WHAT YOU ARE ASKED TO DO: Can you put every line of the entries below into a numbered list, leaving out the blank lines?

DATA SECTION:

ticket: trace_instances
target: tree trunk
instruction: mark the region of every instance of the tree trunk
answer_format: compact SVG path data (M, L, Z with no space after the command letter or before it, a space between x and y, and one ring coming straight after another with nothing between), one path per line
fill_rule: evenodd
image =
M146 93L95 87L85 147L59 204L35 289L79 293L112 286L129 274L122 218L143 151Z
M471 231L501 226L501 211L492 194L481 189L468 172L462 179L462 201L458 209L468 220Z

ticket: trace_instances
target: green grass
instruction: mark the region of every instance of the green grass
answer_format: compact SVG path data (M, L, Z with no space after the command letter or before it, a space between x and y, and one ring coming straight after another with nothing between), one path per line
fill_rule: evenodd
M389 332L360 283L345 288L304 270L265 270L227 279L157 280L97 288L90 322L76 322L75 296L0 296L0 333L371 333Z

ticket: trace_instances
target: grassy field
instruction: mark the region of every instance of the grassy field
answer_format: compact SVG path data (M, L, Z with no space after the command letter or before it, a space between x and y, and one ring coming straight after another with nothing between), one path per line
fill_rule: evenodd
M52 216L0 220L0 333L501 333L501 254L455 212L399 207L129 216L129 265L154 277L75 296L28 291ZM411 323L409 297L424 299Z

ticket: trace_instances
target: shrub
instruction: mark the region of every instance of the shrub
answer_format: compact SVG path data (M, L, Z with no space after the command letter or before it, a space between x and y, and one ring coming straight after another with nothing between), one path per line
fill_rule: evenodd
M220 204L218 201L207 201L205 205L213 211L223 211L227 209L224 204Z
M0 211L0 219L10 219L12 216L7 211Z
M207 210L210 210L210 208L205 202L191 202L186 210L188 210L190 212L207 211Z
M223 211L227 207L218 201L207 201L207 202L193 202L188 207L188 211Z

IN RESPONSE:
1. ticket: trace_instances
2. target: tree trunk
3. instruction: mark the region of every instance of the tree trunk
4. answer_format: compact SVG path data (M, L, Z with no space after the command letter or before it, a space between x and y, and one ring coming straight after another with nothing between), one path per line
5. fill_rule: evenodd
6. image =
7. M146 93L95 87L85 147L59 204L35 289L79 293L112 286L129 274L122 218L143 151Z
8. M471 231L501 226L501 211L492 194L481 189L468 172L462 179L462 201L458 209L468 220Z
9. ticket: trace_instances
10. target: green grass
11. instruction: mark the region of every instance of the green grass
12. answer_format: compact SVG path data (M, L, Z with no space after the command letter or before it, a space between x and y, and one ring coming straight after another with nothing between), one path per line
13. fill_rule: evenodd
14. M389 332L360 283L345 288L304 270L265 270L227 279L157 280L97 288L90 322L76 322L75 296L0 296L0 333L371 333Z
15. ticket: trace_instances
16. target: grassy field
17. instruction: mark the region of every instance of the grassy field
18. answer_format: compact SVG path data (M, L, Z with no space after the command letter or before it, a space between x and y, and one ring coming straight after another with nothing between), one path per line
19. fill_rule: evenodd
20. M52 216L0 220L0 333L501 333L501 254L455 212L399 207L129 216L129 265L154 277L75 296L28 291ZM411 323L409 297L424 299Z
21. ticket: trace_instances
22. target: shrub
23. instruction: mark the region of every instance of the shrub
24. answer_format: compact SVG path data (M, L, Z with no space after the command letter or before it, a space between x and y, and one ring coming straight after another with nothing between), one path per line
25. fill_rule: evenodd
26. M220 204L218 201L207 201L205 205L213 211L223 211L227 209L224 204Z
27. M0 211L0 219L10 219L12 216L7 211Z
28. M207 210L210 210L210 208L205 202L191 202L186 210L188 210L190 212L207 211Z
29. M223 211L227 207L218 201L207 201L207 202L193 202L188 207L188 211Z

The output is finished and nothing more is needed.